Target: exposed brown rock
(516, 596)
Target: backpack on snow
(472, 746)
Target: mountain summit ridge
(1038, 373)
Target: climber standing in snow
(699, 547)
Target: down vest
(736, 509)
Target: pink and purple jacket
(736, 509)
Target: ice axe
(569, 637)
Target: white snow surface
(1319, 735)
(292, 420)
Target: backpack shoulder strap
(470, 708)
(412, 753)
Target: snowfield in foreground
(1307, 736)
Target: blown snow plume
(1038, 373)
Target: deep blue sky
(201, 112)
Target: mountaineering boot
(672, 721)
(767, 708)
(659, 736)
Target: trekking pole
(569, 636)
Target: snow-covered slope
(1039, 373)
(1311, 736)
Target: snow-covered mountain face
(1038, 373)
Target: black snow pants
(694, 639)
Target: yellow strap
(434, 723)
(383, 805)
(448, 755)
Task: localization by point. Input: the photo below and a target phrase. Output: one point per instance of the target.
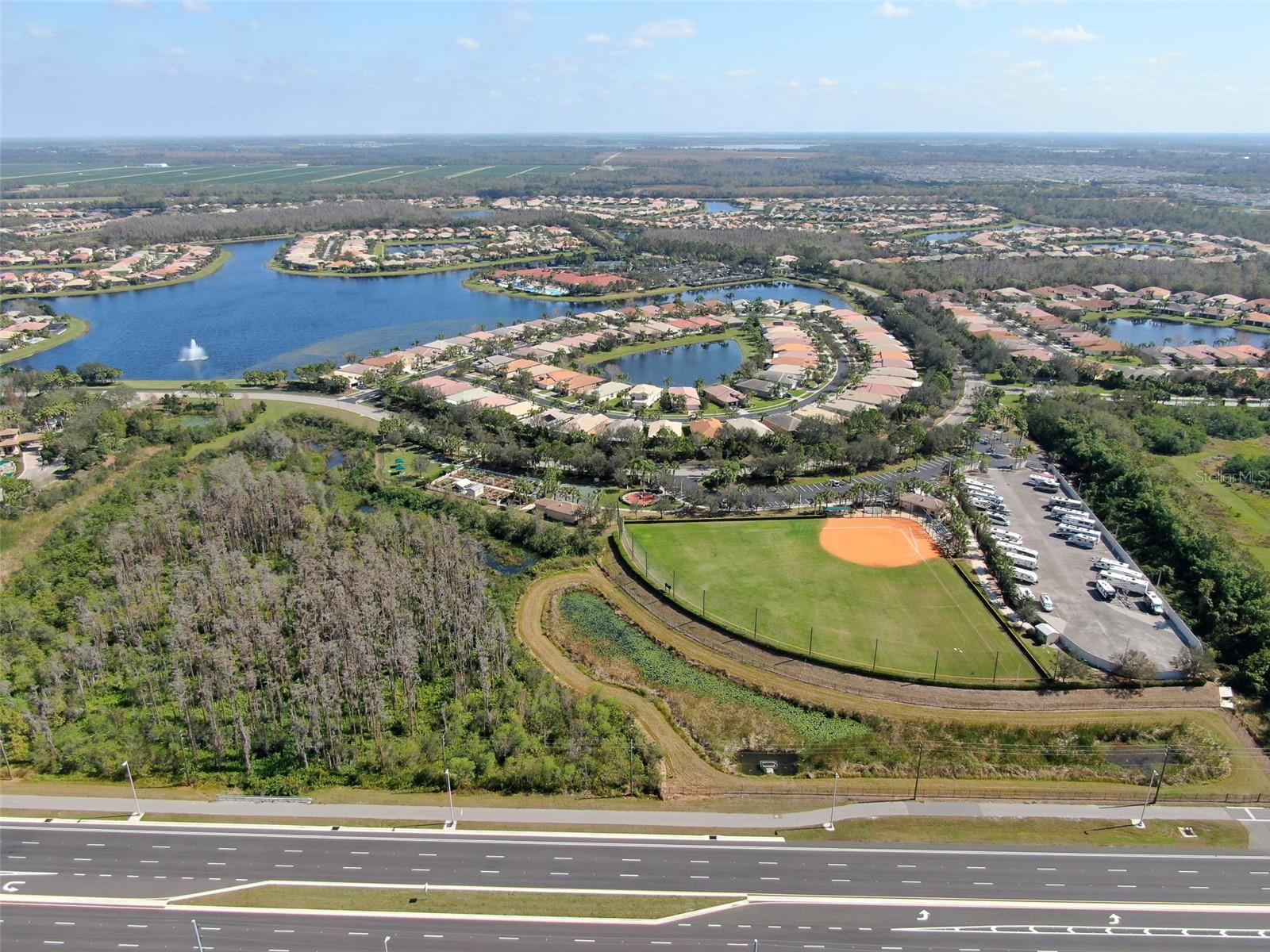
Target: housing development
(437, 517)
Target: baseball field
(868, 593)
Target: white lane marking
(715, 847)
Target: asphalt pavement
(159, 861)
(768, 927)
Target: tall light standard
(450, 797)
(137, 803)
(1141, 823)
(833, 803)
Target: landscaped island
(387, 251)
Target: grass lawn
(849, 611)
(1222, 835)
(75, 328)
(1242, 512)
(463, 903)
(277, 409)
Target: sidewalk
(668, 819)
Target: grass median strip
(370, 899)
(1111, 831)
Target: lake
(1149, 333)
(683, 365)
(251, 317)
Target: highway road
(776, 927)
(110, 886)
(133, 861)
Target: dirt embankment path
(819, 685)
(687, 774)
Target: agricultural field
(1241, 511)
(775, 582)
(52, 175)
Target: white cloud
(1062, 35)
(667, 29)
(891, 10)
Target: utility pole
(1141, 823)
(1164, 766)
(450, 797)
(135, 800)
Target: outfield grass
(366, 899)
(1242, 512)
(848, 612)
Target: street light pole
(137, 803)
(1141, 823)
(450, 797)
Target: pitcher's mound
(878, 541)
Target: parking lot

Problem description => Return all of the records above line for line, with no changes, and leave the pictures out.

Written solution =>
Target: exposed brown rock
(516, 596)
Target: backpack on snow
(472, 746)
Target: mountain summit ridge
(1038, 373)
Target: climber standing in snow
(699, 547)
Target: down vest
(736, 509)
Target: pink and purple jacket
(736, 509)
Target: ice axe
(569, 637)
Target: white snow surface
(1319, 735)
(292, 420)
Target: backpack shoulder strap
(470, 708)
(412, 753)
Target: snowfield in foreground
(1307, 736)
Target: blown snow plume
(1038, 373)
Target: deep blue sky
(201, 112)
Target: mountaineering boot
(672, 721)
(767, 708)
(659, 736)
Target: trekking pole
(569, 636)
Target: snow-covered slope
(1039, 373)
(1311, 736)
Target: snow-covered mountain face
(1038, 373)
Target: black snow pants
(694, 639)
Target: yellow strap
(434, 723)
(383, 805)
(448, 755)
Task: localization by point. Input: the photo below and a target phrase. Output: one point per instance of the target.
Target: housing development
(437, 517)
Target: baseball field
(868, 593)
Target: white lane marking
(715, 847)
Target: asphalt pavement
(159, 861)
(768, 927)
Target: tall light standard
(450, 797)
(137, 803)
(1141, 823)
(833, 803)
Target: landscaped island
(387, 251)
Target: grass lawn
(849, 611)
(1222, 835)
(75, 328)
(1242, 512)
(463, 903)
(277, 409)
Target: sidewalk
(668, 819)
Target: grass median strip
(370, 899)
(1111, 831)
Target: lake
(1149, 333)
(683, 365)
(251, 317)
Target: highway road
(776, 927)
(110, 886)
(133, 861)
Target: dirt embankment path
(819, 685)
(687, 774)
Target: agricultural field
(1241, 511)
(775, 582)
(52, 175)
Target: white cloud
(1062, 35)
(667, 29)
(891, 10)
Target: utility pole
(1141, 823)
(1164, 766)
(450, 797)
(135, 800)
Target: outfield grass
(366, 899)
(1242, 512)
(848, 612)
Target: street light pole
(137, 803)
(1141, 823)
(450, 797)
Target: pitcher's mound
(878, 541)
Target: parking lot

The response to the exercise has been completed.